──────── Entries provided

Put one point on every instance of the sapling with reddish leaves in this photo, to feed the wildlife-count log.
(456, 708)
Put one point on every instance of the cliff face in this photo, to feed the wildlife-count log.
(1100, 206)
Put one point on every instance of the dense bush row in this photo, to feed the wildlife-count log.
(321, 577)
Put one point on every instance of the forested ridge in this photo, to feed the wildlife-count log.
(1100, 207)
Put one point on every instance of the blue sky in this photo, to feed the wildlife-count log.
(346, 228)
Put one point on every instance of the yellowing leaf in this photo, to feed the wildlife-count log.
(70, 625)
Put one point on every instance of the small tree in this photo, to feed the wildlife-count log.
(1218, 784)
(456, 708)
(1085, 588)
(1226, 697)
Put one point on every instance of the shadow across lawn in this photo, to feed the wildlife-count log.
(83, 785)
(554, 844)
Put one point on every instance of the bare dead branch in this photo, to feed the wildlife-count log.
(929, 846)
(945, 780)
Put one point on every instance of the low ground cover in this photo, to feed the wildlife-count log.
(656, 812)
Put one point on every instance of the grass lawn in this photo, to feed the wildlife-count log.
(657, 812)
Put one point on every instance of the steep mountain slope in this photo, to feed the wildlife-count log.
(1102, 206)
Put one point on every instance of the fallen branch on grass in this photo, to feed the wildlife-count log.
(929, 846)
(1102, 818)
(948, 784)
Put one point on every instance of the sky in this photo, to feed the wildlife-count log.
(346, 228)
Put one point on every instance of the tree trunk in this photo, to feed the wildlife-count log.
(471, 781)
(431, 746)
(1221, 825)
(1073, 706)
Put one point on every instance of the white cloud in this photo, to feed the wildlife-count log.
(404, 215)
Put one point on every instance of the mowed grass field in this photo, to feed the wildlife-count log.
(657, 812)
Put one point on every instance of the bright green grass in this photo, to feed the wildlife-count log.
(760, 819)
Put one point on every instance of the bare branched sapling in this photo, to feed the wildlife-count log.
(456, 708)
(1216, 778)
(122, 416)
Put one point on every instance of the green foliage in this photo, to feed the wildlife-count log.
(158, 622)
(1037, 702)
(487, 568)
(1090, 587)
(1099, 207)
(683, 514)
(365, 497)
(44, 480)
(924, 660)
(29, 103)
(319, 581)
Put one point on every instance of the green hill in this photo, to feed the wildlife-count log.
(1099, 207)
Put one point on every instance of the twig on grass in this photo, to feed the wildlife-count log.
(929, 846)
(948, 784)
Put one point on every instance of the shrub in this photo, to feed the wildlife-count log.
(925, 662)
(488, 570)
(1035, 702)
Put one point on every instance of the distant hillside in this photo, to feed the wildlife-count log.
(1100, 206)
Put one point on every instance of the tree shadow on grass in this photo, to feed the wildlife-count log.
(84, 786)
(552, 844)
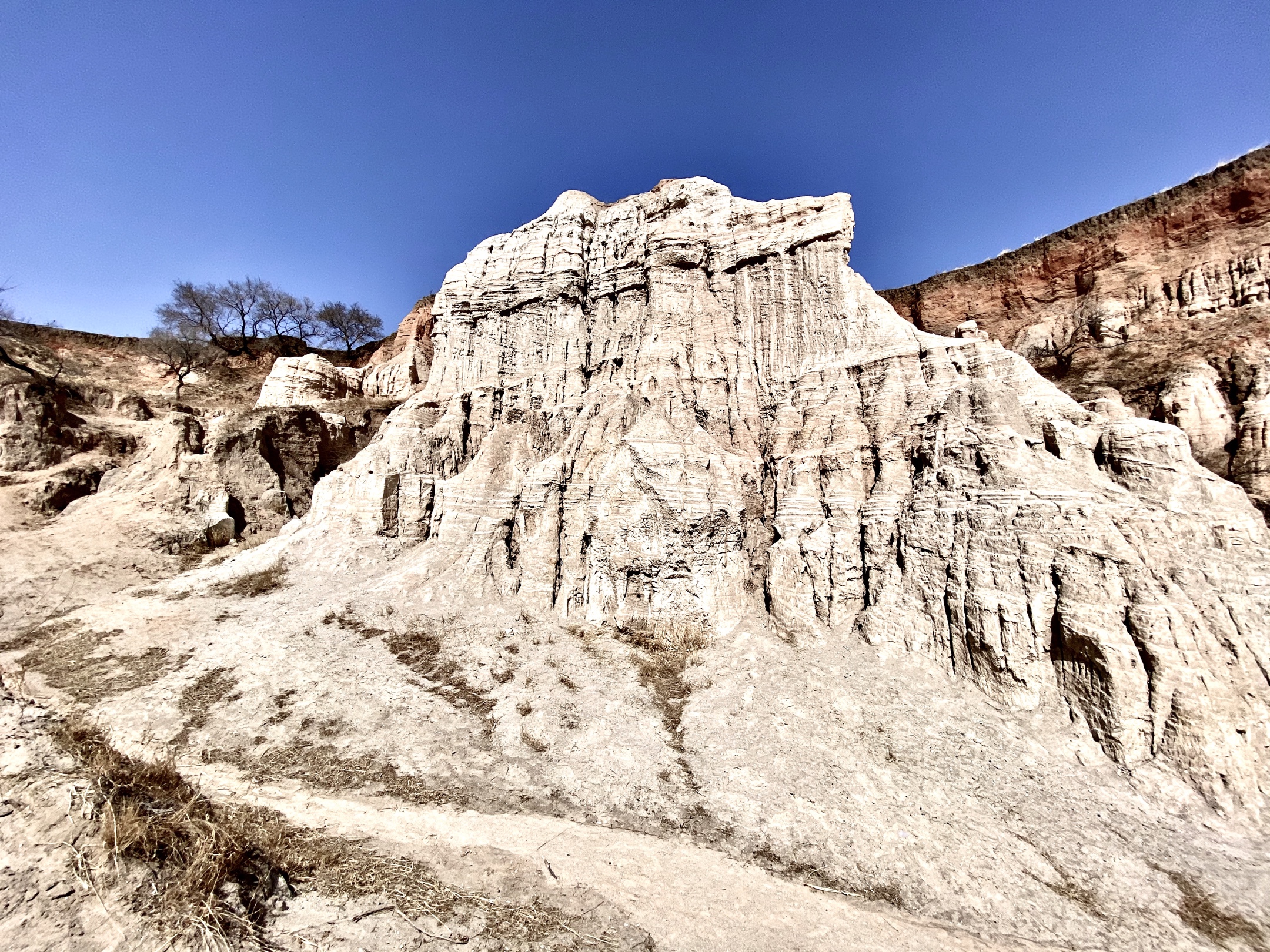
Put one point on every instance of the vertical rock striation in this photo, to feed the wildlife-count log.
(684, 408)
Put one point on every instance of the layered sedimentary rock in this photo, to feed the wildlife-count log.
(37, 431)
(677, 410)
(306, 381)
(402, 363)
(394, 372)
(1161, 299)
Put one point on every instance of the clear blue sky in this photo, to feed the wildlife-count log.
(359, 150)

────────────────
──────── Entries provided

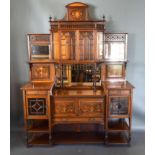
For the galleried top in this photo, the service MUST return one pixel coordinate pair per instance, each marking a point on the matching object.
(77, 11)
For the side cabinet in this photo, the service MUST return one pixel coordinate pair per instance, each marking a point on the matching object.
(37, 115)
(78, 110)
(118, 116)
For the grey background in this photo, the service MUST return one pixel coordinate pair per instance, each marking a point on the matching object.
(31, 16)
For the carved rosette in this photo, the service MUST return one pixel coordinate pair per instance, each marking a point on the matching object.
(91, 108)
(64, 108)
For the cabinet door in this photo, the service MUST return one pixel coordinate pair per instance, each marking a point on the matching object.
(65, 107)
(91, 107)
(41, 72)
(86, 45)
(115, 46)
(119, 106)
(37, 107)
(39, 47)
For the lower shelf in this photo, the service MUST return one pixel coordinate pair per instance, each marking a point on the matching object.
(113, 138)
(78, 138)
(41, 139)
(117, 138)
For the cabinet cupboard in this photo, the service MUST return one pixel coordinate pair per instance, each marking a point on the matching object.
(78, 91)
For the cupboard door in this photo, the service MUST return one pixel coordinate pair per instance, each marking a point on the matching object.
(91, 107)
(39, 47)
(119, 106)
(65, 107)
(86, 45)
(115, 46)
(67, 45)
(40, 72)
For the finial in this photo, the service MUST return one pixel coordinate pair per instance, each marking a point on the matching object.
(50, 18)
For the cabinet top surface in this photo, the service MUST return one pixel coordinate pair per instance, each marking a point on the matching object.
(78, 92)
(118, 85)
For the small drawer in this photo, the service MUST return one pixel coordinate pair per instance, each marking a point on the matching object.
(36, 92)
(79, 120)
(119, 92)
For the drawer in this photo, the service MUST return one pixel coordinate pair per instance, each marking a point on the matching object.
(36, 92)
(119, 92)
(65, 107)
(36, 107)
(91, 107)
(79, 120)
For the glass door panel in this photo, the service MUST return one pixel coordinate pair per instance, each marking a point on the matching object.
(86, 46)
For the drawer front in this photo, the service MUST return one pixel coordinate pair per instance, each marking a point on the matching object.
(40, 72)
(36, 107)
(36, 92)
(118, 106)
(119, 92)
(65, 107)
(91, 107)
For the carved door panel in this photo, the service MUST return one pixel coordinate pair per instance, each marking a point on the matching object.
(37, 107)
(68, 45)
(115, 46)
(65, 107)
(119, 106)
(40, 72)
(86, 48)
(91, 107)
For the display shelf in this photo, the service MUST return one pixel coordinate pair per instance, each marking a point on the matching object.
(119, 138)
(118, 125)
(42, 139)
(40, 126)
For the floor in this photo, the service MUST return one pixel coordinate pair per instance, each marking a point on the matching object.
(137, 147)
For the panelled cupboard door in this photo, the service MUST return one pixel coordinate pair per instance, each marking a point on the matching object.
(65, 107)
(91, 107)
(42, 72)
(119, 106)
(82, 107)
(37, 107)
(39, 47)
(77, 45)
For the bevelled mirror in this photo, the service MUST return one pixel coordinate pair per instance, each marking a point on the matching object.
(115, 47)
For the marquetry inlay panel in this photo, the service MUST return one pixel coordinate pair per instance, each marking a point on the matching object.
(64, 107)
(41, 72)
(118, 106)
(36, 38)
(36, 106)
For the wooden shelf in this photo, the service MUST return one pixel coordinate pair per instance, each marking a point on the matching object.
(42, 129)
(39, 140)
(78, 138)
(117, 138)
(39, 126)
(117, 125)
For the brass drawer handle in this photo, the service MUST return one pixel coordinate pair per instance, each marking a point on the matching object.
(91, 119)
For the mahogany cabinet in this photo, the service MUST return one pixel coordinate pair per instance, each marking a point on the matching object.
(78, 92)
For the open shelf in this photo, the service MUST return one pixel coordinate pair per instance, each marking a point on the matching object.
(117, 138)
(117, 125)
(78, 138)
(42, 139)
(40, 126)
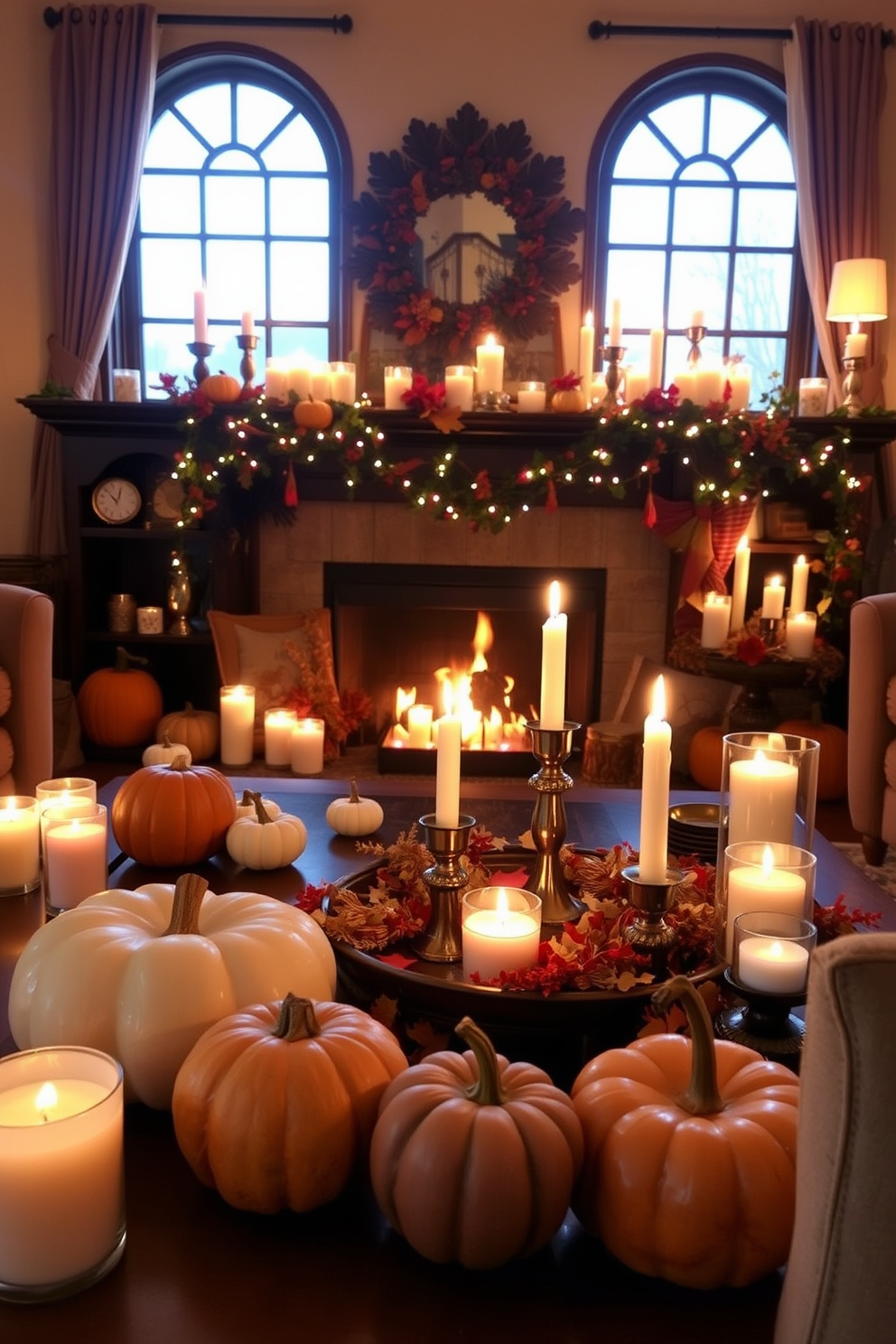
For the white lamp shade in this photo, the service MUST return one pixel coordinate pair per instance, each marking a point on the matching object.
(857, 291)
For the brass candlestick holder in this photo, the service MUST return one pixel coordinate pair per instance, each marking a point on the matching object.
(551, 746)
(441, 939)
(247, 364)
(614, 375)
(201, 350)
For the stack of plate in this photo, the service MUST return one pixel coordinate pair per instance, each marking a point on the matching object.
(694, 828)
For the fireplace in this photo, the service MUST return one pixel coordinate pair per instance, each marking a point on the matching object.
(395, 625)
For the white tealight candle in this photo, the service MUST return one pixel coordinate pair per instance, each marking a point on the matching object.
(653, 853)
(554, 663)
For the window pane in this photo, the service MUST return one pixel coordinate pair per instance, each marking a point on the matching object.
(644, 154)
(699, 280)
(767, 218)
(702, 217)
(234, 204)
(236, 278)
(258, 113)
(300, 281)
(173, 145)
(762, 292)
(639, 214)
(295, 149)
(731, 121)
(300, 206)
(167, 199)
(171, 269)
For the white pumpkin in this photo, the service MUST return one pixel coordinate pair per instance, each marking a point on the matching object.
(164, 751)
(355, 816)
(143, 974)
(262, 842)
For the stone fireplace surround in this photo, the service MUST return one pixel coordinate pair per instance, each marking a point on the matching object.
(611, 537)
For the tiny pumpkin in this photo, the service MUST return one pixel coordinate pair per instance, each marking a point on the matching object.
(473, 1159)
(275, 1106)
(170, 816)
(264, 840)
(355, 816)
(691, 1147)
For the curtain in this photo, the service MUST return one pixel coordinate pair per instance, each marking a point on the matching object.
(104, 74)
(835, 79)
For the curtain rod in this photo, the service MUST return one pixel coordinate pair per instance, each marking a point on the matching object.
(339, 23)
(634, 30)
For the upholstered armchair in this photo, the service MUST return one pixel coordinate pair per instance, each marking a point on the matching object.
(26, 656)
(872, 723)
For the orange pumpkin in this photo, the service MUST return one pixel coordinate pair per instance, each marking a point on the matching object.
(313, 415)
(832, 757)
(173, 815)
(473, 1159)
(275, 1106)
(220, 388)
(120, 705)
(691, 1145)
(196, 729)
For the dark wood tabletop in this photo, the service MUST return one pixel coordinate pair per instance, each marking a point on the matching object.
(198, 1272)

────────────────

## To be done
Copy the material above word for word, from the line with "Put one point on every instance of the tree shadow" up to and including the line with "(1161, 299)", and leave the pictures out of your copy.

## The result
Put one point on every instance of the tree shadow on grass in this photo, to feed the wildlife-count log.
(84, 786)
(552, 844)
Put one point on every instance of the vertical rock striation in this photo, to feed the wildlife-count log.
(684, 408)
Put one point on every instance of the layered sedimentary rock in this photo, to feed the wildlife-count log.
(37, 431)
(677, 410)
(306, 381)
(402, 363)
(394, 372)
(1161, 299)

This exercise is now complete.